KUTIPAN TEKS:
________________

Siap Bayar Pajak, Pedagang Barang Bekas Pasar Senen Minta Dilegalkan

IKPI, Jakarta: Para pedagang barang bekas atau thrifting di Pasar Senen kembali menyuarakan aspirasi mereka kepada pemerintah. Mereka meminta legalisasi penuh atas kegiatan impor pakaian bekas, sekaligus menyatakan kesediaan untuk membayar pajak asalkan usaha mereka tidak lagi dianggap ilegal.

Aspirasi itu disampaikan langsung oleh Rifai Silalahi, perwakilan pedagang thrifting, saat menyampaikan keluhan kepada Badan Aspirasi Masyarakat (BAM) DPR di Kompleks Parlemen, Rabu (19/11/2025).

“Kami ini sudah puluhan tahun hidup dari thrifting. Ada sekitar 7,5 juta orang yang bergantung pada usaha ini. Kalau dimatikan, bagaimana nasib kami?” kata Rifai di depan pimpinan BAM DPR.

Menurut Rifai, bisnis thrifting bukan sekadar perdagangan barang bekas. Di banyak daerah, usaha ini sudah diwariskan lintas generasi dan menjadi sumber penghasilan utama keluarga.

“Dari Sabang sampai Merauke, kami hidup dari thrifting. Dari hasil jualan inilah kami sekolah dan bertahan hidup. Karena itu kami berharap pemerintah melegalkan usaha ini. Kami tidak keberatan bayar pajak,” tegasnya.

Ia menyebut selama larangan berlaku, pedagang justru terjebak pada praktik ilegal yang melibatkan oknum tertentu. Setiap kontainer, ujarnya, bisa dipungut hingga Rp 550 juta agar bisa lolos melalui jalur tidak resmi.

“Bayar pajak justru jauh lebih murah. Pajak itu jelas persentasenya. Masalahnya sekarang yang menikmati keuntungan justru oknum-oknum itu. Makanya bisa masuk sekitar 100 kontainer per bulan secara ilegal,” ungkapnya.

________________

TUGAS TERTULIS:
(1) Dalam berita tentang pedagang thrifting Pasar Senen, berapa orang yang disebut bergantung pada usaha thrifting?
(2) Jadikan daftar bernomor bagian daftar penunjukan objek yang diawali baris berisi "Task: identify the rocky shoreline" dan berakhir di ujung daftar tersebut, tanpa baris kosong.

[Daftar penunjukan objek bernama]
________________

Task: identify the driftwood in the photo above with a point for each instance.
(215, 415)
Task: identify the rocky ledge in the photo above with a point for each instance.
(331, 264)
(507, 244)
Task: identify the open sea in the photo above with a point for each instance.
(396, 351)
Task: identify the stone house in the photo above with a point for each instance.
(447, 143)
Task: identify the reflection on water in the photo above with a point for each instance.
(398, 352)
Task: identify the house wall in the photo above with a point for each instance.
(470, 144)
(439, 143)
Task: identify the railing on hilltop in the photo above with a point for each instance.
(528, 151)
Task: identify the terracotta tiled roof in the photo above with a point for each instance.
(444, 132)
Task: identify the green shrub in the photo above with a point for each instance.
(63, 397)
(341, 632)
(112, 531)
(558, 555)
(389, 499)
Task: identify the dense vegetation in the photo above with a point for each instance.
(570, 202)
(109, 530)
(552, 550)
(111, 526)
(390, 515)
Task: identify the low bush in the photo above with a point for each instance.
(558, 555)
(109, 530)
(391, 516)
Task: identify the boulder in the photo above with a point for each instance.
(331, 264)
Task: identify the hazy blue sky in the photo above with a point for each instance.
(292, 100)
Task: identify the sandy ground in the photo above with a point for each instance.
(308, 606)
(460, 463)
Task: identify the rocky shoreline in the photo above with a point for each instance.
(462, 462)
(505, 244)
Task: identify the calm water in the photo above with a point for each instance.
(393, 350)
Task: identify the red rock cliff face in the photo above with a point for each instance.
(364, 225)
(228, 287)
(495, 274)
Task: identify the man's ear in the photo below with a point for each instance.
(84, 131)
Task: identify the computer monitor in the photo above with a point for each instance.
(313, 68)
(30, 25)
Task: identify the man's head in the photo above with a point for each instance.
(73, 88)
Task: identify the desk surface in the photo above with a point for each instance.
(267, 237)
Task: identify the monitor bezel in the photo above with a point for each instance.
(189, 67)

________________

HASIL LATIHAN:
(1) Sekitar 7,5 juta orang.

(2)
1. Task: identify the rocky shoreline in the photo above with a point for each instance.
2. (462, 462)
3. (505, 244)
4. Task: identify the calm water in the photo above with a point for each instance.
5. (393, 350)
6. Task: identify the red rock cliff face in the photo above with a point for each instance.
7. (364, 225)
8. (228, 287)
9. (495, 274)
10. Task: identify the man's ear in the photo below with a point for each instance.
11. (84, 131)
12. Task: identify the computer monitor in the photo above with a point for each instance.
13. (313, 68)
14. (30, 25)
15. Task: identify the man's head in the photo above with a point for each instance.
16. (73, 88)
17. Task: identify the desk surface in the photo above with a point for each instance.
18. (267, 237)
19. Task: identify the monitor bezel in the photo above with a point for each instance.
20. (189, 67)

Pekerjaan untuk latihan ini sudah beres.